The data:
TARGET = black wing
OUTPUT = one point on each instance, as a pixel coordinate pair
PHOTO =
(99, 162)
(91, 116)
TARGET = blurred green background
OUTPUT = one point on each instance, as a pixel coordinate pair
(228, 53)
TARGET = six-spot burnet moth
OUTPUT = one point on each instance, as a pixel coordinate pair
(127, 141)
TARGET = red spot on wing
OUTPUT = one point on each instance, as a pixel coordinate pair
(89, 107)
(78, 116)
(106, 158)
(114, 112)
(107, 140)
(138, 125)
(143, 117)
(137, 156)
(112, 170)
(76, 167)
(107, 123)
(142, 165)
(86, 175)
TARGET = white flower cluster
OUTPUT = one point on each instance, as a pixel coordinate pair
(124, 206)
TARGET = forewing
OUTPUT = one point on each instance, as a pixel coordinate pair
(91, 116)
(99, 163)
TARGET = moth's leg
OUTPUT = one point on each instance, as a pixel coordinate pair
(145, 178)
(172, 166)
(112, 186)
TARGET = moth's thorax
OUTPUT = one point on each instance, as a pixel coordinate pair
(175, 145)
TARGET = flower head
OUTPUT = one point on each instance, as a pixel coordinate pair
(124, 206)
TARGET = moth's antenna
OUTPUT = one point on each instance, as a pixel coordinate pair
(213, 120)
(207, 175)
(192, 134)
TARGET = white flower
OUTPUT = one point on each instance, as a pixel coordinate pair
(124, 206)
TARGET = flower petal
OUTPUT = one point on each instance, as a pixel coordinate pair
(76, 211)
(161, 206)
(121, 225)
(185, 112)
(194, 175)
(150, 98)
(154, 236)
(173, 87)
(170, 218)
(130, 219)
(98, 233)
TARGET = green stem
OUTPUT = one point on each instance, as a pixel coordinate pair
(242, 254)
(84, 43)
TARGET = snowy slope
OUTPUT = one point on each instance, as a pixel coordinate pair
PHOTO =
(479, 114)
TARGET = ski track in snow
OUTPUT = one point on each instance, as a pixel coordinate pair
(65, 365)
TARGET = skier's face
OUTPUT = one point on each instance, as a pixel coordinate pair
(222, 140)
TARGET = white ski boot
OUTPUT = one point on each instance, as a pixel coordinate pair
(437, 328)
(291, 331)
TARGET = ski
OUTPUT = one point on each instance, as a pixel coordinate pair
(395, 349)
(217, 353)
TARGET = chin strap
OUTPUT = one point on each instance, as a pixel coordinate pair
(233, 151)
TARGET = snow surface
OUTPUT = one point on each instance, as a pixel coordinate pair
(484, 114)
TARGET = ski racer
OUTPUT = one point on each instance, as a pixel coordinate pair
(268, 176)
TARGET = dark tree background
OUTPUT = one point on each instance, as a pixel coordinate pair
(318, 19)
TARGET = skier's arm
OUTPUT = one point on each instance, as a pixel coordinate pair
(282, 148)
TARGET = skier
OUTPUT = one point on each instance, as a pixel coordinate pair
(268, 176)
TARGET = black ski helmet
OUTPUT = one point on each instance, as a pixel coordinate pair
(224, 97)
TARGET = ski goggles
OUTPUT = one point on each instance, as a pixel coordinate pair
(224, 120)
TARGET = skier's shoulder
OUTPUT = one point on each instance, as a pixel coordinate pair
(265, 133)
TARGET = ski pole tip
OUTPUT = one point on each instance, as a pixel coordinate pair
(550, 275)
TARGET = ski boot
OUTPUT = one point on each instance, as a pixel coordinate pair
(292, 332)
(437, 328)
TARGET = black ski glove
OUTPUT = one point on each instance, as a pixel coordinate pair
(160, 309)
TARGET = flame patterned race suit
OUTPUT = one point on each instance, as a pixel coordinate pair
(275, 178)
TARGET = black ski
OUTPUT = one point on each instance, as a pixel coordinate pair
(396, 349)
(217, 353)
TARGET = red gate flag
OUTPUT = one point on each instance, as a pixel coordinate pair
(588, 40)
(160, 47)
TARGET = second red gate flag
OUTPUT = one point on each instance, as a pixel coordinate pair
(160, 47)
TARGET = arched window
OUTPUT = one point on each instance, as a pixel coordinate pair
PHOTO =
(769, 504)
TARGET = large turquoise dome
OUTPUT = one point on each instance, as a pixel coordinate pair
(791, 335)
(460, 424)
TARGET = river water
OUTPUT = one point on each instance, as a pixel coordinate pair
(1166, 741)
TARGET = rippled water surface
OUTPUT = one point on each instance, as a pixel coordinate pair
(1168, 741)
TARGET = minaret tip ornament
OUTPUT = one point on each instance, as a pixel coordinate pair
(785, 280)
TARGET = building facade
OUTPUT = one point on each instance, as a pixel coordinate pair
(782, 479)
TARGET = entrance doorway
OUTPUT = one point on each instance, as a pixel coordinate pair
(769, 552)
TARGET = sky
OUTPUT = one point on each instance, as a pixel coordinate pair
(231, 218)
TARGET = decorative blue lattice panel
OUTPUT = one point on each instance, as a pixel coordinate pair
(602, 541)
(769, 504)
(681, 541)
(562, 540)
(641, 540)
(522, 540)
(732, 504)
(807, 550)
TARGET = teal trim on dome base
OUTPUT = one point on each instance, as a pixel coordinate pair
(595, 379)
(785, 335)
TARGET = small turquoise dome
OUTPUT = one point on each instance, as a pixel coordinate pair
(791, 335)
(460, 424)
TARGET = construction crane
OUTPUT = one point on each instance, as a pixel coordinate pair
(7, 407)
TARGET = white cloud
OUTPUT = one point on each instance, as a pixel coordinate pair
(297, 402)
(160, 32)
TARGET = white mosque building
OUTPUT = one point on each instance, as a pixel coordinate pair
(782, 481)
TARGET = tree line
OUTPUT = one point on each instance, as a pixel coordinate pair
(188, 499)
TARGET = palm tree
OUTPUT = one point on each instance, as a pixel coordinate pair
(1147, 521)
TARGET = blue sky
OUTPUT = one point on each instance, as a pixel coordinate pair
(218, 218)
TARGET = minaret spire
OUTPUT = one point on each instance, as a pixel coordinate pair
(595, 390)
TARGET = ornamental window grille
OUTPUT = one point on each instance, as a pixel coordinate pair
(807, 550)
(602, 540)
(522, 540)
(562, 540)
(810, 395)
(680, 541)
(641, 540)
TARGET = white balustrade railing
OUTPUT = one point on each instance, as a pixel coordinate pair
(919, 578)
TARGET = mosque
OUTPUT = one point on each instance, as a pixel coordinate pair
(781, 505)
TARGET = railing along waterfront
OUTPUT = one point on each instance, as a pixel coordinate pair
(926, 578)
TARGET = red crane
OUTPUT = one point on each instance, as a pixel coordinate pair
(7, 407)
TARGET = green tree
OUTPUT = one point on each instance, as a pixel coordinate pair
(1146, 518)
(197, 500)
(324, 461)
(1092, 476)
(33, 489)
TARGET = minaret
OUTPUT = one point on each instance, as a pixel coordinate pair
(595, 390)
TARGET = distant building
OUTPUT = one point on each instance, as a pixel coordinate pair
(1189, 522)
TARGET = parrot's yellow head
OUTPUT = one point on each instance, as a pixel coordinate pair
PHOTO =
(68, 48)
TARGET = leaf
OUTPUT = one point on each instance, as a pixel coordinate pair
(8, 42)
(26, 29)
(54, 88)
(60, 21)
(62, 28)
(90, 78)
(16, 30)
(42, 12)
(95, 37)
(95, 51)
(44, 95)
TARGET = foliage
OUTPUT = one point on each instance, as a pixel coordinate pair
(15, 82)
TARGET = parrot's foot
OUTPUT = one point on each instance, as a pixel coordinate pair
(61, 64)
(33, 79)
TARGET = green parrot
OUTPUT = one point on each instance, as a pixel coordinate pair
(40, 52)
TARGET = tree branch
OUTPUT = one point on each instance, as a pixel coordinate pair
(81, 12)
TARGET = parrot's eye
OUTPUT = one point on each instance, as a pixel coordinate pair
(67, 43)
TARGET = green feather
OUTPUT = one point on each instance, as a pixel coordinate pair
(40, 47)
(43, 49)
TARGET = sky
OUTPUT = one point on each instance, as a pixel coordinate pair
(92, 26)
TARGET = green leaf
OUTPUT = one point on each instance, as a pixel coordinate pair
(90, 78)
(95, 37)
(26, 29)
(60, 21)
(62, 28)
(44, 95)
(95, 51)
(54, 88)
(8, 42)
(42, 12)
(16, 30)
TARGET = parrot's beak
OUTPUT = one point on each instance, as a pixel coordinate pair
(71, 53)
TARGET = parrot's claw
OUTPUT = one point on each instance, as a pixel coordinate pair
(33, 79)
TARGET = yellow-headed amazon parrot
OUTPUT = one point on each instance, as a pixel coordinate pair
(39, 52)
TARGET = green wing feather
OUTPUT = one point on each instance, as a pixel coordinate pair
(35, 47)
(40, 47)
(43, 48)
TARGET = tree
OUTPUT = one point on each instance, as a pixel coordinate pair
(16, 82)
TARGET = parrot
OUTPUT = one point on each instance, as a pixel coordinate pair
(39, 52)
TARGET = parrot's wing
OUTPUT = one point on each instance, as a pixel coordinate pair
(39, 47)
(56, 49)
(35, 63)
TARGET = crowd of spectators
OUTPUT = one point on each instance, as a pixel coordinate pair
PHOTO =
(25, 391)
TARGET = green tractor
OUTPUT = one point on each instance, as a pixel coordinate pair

What the exercise asks: Beginning at the line that holds "TARGET = distant building", reproduce each line of the records above down to and including the last one.

Solution:
TARGET = distant building
OUTPUT = one point on each instance, as a pixel coordinate pair
(1189, 522)
TARGET = parrot's yellow head
OUTPUT = one point on each instance, as a pixel coordinate pair
PHOTO =
(68, 48)
TARGET = leaf
OUTPUT = one point on each instance, as a pixel coordinate pair
(8, 42)
(26, 29)
(54, 88)
(60, 21)
(62, 28)
(90, 78)
(16, 30)
(42, 12)
(95, 37)
(95, 51)
(44, 95)
TARGET = foliage
OUTPUT = one point on each instance, as a pixel coordinate pair
(15, 82)
TARGET = parrot's foot
OUTPUT = one point on each instance, as a pixel coordinate pair
(61, 64)
(33, 79)
TARGET = green parrot
OUTPUT = one point on each instance, as a pixel coordinate pair
(40, 52)
TARGET = tree branch
OUTPUT = one point on each instance, as a pixel coordinate pair
(81, 12)
TARGET = parrot's eye
OUTPUT = one point on each instance, as a pixel coordinate pair
(67, 43)
TARGET = green feather
OUTPUT = one point on each instance, as a pixel coordinate pair
(40, 47)
(43, 49)
TARGET = sky
OUTPUT = one point on each instance, as a pixel coordinate pair
(92, 26)
TARGET = green leaf
OUTPUT = one point on each instance, as a pixel coordinate pair
(90, 78)
(95, 37)
(26, 29)
(60, 21)
(62, 28)
(44, 95)
(95, 51)
(54, 88)
(8, 42)
(42, 12)
(16, 30)
TARGET = parrot's beak
OUTPUT = one point on each instance, as a pixel coordinate pair
(71, 53)
TARGET = parrot's claw
OUTPUT = one point on each instance, as a pixel coordinate pair
(33, 79)
TARGET = yellow-headed amazon parrot
OUTPUT = one point on each instance, as a pixel coordinate pair
(39, 52)
TARGET = green wing feather
OUTPUT = one point on each instance, as a pixel coordinate pair
(35, 47)
(40, 47)
(43, 48)
TARGET = tree
OUTPUT = one point on each instance, as a pixel coordinate pair
(16, 82)
TARGET = parrot
OUTPUT = one point on each instance, as a pixel coordinate pair
(39, 52)
TARGET = parrot's wing
OUTPUT = one point on each instance, as a pixel coordinate pair
(39, 47)
(56, 49)
(35, 63)
TARGET = crowd of spectators
OUTPUT = one point on each instance, as a pixel coordinate pair
PHOTO =
(25, 391)
TARGET = green tractor
OUTPUT = one point on each instance, as a pixel coordinate pair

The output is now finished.